Region pointing data
■ ■ ■ ■ ■
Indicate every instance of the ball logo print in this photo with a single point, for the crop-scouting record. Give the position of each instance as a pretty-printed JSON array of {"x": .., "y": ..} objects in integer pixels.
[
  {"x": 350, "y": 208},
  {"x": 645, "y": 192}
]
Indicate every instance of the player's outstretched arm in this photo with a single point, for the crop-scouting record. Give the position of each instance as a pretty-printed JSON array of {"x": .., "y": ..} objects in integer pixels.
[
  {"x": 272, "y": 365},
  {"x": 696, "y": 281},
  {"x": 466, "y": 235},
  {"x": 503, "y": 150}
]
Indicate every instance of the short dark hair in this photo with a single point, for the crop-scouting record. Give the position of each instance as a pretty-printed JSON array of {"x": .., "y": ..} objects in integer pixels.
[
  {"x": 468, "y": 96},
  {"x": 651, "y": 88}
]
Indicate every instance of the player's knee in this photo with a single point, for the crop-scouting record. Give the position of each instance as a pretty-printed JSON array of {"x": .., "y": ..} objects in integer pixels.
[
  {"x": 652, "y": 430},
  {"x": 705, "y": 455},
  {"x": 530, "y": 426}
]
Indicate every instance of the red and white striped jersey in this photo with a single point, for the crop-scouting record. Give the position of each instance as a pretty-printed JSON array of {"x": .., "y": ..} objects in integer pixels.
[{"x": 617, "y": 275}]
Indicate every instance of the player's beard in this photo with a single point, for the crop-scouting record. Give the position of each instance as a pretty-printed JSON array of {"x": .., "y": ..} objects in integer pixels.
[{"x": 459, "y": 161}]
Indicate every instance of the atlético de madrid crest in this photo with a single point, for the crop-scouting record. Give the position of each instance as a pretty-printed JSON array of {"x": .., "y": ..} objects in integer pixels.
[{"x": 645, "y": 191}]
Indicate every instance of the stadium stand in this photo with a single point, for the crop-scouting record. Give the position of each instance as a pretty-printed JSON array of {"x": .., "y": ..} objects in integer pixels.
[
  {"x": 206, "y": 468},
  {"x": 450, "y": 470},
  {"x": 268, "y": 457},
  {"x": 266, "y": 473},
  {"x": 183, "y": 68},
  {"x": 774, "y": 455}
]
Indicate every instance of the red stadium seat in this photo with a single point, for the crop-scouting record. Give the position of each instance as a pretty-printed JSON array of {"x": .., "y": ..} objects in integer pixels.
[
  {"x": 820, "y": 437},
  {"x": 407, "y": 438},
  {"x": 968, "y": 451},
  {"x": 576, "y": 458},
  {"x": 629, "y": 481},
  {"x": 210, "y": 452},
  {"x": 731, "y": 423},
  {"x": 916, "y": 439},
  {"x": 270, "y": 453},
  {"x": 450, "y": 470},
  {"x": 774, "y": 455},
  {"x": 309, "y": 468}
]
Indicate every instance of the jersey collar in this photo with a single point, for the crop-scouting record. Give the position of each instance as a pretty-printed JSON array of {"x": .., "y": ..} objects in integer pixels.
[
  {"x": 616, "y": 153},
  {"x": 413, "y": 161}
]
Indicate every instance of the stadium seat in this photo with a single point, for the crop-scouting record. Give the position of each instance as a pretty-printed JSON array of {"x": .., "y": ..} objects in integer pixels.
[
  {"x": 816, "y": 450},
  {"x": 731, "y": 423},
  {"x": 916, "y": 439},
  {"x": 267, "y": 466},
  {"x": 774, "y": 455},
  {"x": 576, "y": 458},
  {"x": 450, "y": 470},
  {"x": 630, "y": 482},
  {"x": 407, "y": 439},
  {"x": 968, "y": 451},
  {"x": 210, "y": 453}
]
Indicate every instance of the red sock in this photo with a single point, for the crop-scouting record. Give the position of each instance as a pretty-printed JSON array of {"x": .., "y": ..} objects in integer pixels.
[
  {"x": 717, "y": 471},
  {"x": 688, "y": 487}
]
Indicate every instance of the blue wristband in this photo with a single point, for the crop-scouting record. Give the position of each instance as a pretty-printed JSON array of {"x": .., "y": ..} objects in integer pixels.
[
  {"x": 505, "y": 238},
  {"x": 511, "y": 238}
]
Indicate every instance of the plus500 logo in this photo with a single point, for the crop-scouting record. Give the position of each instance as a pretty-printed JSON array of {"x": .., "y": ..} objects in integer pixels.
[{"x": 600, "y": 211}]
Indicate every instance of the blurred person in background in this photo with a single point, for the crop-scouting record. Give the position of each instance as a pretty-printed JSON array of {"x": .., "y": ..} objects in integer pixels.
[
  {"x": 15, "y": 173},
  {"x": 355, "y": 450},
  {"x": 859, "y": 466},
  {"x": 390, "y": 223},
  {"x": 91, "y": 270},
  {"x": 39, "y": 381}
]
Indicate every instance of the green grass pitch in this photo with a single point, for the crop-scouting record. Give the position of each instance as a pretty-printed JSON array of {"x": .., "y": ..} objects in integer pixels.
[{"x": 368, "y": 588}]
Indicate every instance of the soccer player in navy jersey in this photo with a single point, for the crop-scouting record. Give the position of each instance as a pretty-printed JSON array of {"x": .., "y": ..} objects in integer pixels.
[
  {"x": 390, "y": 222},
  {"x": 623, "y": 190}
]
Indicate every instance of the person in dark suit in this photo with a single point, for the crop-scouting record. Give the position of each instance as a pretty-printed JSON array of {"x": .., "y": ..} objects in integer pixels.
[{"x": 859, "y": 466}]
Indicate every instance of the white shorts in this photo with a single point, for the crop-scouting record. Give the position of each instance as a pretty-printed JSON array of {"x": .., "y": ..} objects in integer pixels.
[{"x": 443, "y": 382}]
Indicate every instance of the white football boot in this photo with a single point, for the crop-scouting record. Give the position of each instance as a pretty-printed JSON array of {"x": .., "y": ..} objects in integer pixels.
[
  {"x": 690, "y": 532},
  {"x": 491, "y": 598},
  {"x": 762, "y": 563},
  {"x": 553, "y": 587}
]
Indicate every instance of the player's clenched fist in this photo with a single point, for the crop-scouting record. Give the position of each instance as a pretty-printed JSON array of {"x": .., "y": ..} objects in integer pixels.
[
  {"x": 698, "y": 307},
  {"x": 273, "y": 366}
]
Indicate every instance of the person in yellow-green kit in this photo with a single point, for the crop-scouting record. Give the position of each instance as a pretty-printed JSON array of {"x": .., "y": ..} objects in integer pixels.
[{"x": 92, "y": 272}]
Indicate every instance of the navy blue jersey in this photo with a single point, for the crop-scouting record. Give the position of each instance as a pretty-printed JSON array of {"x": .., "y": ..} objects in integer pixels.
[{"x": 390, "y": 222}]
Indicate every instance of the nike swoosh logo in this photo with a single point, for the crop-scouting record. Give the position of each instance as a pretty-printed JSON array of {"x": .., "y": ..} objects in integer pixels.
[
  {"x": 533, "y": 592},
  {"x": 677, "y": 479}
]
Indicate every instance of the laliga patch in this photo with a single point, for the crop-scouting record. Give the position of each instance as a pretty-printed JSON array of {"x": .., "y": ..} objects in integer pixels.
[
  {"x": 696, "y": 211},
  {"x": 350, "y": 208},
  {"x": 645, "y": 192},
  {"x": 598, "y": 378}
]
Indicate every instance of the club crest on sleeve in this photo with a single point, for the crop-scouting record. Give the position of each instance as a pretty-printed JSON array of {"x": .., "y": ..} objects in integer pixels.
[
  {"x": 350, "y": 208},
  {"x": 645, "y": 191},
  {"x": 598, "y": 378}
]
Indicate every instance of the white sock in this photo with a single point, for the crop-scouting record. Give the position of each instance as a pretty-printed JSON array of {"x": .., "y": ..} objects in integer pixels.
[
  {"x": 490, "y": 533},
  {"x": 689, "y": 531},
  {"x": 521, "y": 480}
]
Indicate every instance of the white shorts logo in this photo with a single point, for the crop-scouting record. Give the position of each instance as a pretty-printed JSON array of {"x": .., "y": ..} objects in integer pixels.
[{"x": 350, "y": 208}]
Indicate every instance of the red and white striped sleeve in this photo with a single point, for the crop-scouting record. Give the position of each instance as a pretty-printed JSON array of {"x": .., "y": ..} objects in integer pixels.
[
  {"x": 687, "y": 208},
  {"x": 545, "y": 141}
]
■ ■ ■ ■ ■
■ **Task directions**: Respond with the exact lines running from the one that contains "Indicate every instance of the white shorts logo" through the last line of the data above, and no other lines.

■ **Solution for this exercise**:
Indicate every instance of the white shorts logo in this photo with a single point, for the crop-scouting record. Give the position of each instance as a pretty-printed JSON array of {"x": .., "y": ..} objects in integer pixels.
[{"x": 350, "y": 208}]
Indicate every instance of the red and white striped sleeve in this photo with a single point, for the crop-scouting record. Give the position of each instance as a pretty-printed JSON array of {"x": .., "y": ..} objects in integer pixels.
[
  {"x": 687, "y": 208},
  {"x": 545, "y": 141}
]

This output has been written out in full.